== Data section ==
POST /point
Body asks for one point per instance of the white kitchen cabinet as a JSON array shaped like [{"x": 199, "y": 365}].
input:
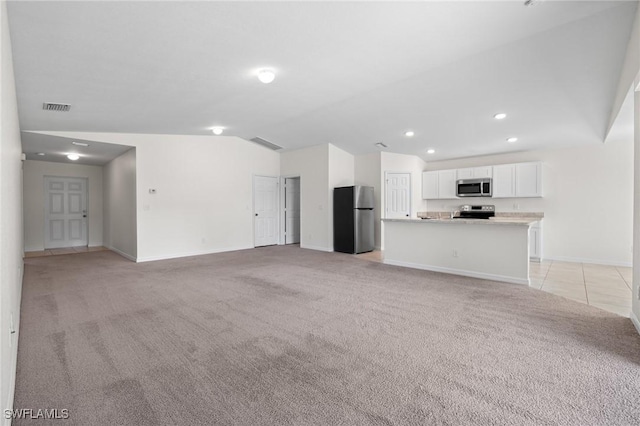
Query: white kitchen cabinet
[
  {"x": 430, "y": 185},
  {"x": 439, "y": 184},
  {"x": 504, "y": 181},
  {"x": 528, "y": 179},
  {"x": 447, "y": 184},
  {"x": 535, "y": 241},
  {"x": 475, "y": 172}
]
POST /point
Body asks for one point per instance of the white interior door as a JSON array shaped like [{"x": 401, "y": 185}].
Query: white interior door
[
  {"x": 398, "y": 195},
  {"x": 292, "y": 210},
  {"x": 265, "y": 209},
  {"x": 65, "y": 212}
]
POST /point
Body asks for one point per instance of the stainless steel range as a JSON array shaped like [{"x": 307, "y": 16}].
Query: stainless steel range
[{"x": 468, "y": 211}]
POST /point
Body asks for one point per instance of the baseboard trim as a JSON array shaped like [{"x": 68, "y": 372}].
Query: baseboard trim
[
  {"x": 635, "y": 321},
  {"x": 123, "y": 254},
  {"x": 318, "y": 248},
  {"x": 189, "y": 254},
  {"x": 584, "y": 260},
  {"x": 464, "y": 273}
]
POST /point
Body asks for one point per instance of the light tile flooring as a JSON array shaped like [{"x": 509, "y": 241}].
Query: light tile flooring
[
  {"x": 67, "y": 250},
  {"x": 605, "y": 287}
]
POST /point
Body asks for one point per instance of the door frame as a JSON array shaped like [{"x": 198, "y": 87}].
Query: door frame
[
  {"x": 282, "y": 240},
  {"x": 45, "y": 201},
  {"x": 253, "y": 207},
  {"x": 386, "y": 179}
]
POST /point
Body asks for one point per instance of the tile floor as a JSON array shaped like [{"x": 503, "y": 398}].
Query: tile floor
[
  {"x": 605, "y": 287},
  {"x": 68, "y": 250}
]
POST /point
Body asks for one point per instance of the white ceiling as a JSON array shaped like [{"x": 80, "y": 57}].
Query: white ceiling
[{"x": 348, "y": 73}]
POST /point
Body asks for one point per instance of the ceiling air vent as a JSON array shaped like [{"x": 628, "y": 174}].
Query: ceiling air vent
[
  {"x": 48, "y": 106},
  {"x": 265, "y": 143}
]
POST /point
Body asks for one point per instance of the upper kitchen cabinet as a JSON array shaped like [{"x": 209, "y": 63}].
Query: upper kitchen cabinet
[
  {"x": 475, "y": 172},
  {"x": 529, "y": 180},
  {"x": 519, "y": 180},
  {"x": 439, "y": 184},
  {"x": 504, "y": 181}
]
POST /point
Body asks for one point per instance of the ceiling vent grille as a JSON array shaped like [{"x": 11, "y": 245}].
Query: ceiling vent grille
[
  {"x": 265, "y": 143},
  {"x": 49, "y": 106}
]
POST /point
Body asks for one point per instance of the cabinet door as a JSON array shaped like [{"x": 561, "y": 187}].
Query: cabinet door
[
  {"x": 482, "y": 172},
  {"x": 504, "y": 177},
  {"x": 465, "y": 173},
  {"x": 447, "y": 184},
  {"x": 430, "y": 185},
  {"x": 529, "y": 180}
]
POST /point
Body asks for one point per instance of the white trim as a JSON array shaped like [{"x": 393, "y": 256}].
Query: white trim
[
  {"x": 481, "y": 275},
  {"x": 194, "y": 253},
  {"x": 318, "y": 248},
  {"x": 594, "y": 261},
  {"x": 635, "y": 321},
  {"x": 123, "y": 254}
]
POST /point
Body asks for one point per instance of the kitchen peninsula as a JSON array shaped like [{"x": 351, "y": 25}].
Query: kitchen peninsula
[{"x": 494, "y": 249}]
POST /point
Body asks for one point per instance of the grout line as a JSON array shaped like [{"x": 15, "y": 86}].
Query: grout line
[{"x": 623, "y": 279}]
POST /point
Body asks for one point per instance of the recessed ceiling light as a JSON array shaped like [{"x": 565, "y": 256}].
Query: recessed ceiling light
[{"x": 266, "y": 75}]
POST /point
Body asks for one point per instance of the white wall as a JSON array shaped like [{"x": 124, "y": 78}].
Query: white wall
[
  {"x": 204, "y": 184},
  {"x": 10, "y": 217},
  {"x": 120, "y": 212},
  {"x": 34, "y": 199},
  {"x": 367, "y": 173},
  {"x": 341, "y": 173},
  {"x": 402, "y": 163},
  {"x": 587, "y": 200}
]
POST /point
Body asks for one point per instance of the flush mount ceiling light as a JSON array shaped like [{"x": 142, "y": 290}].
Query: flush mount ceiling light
[{"x": 266, "y": 75}]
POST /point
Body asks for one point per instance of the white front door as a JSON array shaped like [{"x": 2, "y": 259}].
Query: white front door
[
  {"x": 65, "y": 209},
  {"x": 292, "y": 210},
  {"x": 265, "y": 210},
  {"x": 398, "y": 195}
]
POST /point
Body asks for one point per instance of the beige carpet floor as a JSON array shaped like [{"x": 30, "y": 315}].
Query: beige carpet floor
[{"x": 283, "y": 335}]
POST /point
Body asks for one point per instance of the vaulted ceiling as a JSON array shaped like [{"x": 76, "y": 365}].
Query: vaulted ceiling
[{"x": 348, "y": 73}]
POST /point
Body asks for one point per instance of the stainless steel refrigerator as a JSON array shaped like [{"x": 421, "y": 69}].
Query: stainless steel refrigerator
[{"x": 353, "y": 219}]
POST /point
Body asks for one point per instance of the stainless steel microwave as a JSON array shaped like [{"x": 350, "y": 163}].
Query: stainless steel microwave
[{"x": 474, "y": 187}]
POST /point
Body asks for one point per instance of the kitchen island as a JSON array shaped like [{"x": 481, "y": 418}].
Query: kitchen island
[{"x": 494, "y": 249}]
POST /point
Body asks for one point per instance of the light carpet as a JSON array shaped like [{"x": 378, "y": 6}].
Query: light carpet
[{"x": 282, "y": 335}]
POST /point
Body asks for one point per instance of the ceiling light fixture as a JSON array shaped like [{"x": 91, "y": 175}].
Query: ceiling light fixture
[{"x": 266, "y": 75}]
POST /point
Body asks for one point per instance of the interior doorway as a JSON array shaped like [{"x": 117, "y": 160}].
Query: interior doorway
[
  {"x": 65, "y": 209},
  {"x": 397, "y": 195},
  {"x": 265, "y": 210},
  {"x": 292, "y": 210}
]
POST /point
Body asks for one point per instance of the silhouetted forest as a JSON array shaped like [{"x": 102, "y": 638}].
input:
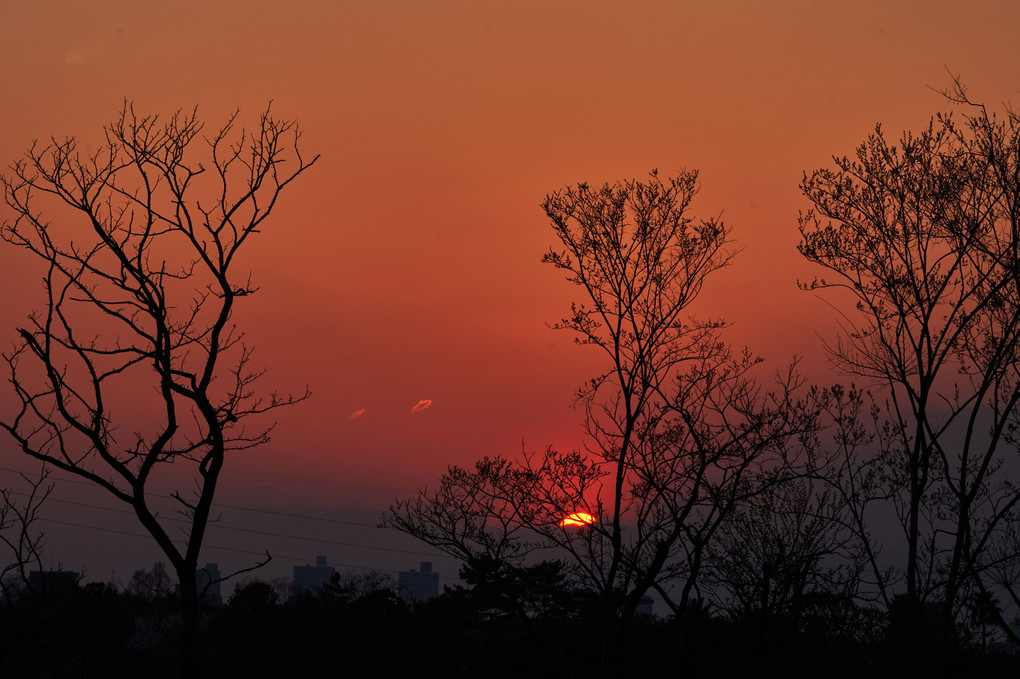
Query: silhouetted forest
[
  {"x": 523, "y": 623},
  {"x": 860, "y": 523}
]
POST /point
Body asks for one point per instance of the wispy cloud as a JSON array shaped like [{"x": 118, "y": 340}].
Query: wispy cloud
[{"x": 85, "y": 53}]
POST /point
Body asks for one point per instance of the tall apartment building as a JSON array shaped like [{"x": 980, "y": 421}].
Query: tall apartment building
[
  {"x": 311, "y": 578},
  {"x": 418, "y": 585}
]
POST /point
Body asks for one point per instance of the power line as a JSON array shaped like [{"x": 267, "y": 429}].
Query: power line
[
  {"x": 226, "y": 549},
  {"x": 217, "y": 525}
]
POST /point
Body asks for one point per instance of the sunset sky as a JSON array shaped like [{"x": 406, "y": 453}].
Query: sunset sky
[{"x": 401, "y": 277}]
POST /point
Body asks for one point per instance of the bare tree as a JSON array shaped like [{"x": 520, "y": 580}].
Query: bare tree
[
  {"x": 678, "y": 430},
  {"x": 134, "y": 363},
  {"x": 19, "y": 534},
  {"x": 923, "y": 236}
]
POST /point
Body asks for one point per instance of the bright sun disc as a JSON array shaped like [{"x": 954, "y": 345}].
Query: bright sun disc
[{"x": 577, "y": 519}]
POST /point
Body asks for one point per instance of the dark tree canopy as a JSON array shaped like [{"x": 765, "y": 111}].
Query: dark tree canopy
[{"x": 134, "y": 361}]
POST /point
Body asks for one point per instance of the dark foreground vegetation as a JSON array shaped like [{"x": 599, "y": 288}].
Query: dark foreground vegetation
[{"x": 521, "y": 624}]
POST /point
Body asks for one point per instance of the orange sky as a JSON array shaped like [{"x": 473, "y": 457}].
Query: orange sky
[{"x": 405, "y": 265}]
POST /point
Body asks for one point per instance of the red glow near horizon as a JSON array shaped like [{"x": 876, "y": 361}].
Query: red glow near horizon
[{"x": 577, "y": 519}]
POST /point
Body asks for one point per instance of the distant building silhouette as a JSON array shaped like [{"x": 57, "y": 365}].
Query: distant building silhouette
[
  {"x": 418, "y": 585},
  {"x": 44, "y": 582},
  {"x": 312, "y": 578}
]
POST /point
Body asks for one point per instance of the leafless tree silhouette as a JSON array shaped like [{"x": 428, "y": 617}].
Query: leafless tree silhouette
===
Extract each line above that contains the string "microwave".

Body asks for one point per instance of the stainless steel microwave as a JSON array shaped like [{"x": 350, "y": 163}].
Query: stainless steel microwave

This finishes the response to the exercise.